Мы спускаемся на глубину 15 метров. В катакомбах всегда одна температура — 14 градусов. С собой надо брать одежду, которую не жалко — на отдельных участках приходится буквально ползти, продираясь через узкие проходы. Некоторым подобный опыт видится как эдакий спуск в кроличью нору кэрролловской Алисы: ожидание нового опыта, приключения. А для кого-то это исключительно экзистенциальное переживание, поиск инсайта, изолированная камера для провождения времени с собой.
— Леха, часто сюда спускаешься?
— Раньше часто бывал, да. Всю подземную округу знал. Здесь хорошо, тебя будто отрезает от проблем и бытовухи. А сейчас так, грибочки свои проверить разве что. Вот здесь я их и выращивал, кстати.
— В этих гробиках?
— Ну да. Свет сюда провел. Сейчас всю проводку переделывать надо.
Леха деловито разматывает нитку и привязывает ее к каменному выступу.
— Я думал, что сейчас так никто уже не делает.
— Да, это старый способ. Сейчас все по меткам ходят. Мы в детстве кассетную пленку использовали — она крепче. До сих пор частенько натыкаюсь на кассеты.
Пока мы идем по широким коридорам, я постепенно начинаю понимать диггеров. Внизу действительно совершенно иное состояние. Ты идешь по галереям, по проходам, они раздваиваются, «растраиваются», заходишь в галерею — там темный проем очередной узкой норы, за которой еще одна галерея, и из нее еще три выхода. А потом снова коридор, и он снова раздваивается, потом еще раз, и еще. Мы все время идем вперед, изредка и бессистемно сворачивая с условного маршрута. С нами Леха, знающий эти катакомбы как свои пять пальцев. Нам не страшно. Мы весело проводим время. Леха рассказывает о своей борьбе с диггерами.

ИСХОДНЫЕ ДАННЫЕ:

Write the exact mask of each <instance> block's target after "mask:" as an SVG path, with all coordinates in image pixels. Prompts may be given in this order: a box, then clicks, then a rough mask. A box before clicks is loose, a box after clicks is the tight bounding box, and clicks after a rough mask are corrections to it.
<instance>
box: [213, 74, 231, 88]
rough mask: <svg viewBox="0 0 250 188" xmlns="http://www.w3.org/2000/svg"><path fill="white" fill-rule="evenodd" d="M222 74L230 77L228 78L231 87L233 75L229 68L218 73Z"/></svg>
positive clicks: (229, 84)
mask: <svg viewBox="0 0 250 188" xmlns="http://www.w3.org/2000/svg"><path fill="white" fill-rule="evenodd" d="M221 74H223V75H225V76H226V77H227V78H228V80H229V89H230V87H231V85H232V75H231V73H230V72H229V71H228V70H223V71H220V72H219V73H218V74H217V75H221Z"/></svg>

---

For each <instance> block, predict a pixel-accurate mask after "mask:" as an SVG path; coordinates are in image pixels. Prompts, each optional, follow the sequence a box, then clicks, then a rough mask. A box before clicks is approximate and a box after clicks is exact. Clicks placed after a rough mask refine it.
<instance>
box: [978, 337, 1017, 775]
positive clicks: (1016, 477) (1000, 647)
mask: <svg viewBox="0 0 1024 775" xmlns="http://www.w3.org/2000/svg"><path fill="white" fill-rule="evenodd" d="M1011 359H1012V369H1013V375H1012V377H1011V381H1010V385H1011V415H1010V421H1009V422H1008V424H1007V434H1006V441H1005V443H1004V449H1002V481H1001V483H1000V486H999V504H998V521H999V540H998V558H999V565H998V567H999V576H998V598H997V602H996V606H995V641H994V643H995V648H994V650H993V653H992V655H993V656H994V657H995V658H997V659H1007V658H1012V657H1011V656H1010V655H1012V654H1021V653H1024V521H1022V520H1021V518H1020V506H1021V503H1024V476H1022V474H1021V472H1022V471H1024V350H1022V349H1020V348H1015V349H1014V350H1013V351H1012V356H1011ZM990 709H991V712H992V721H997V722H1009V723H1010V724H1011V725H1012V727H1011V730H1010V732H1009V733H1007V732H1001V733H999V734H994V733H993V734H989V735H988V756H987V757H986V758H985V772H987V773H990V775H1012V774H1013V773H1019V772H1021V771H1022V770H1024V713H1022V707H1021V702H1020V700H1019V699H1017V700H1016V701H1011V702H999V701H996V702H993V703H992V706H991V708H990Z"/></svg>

ЗАДАНИЕ:
Объясните, опираясь на фрагмент о катакомбах, почему для спуска нужно брать одежду, которую не жалко. Ответ дайте в одном–трех предложениях.

ОЖИДАЕМЫЙ ОТВЕТ:
Одежду, которую не жалко, нужно брать потому, что на отдельных участках катакомб приходится буквально ползти, продираясь через узкие проходы.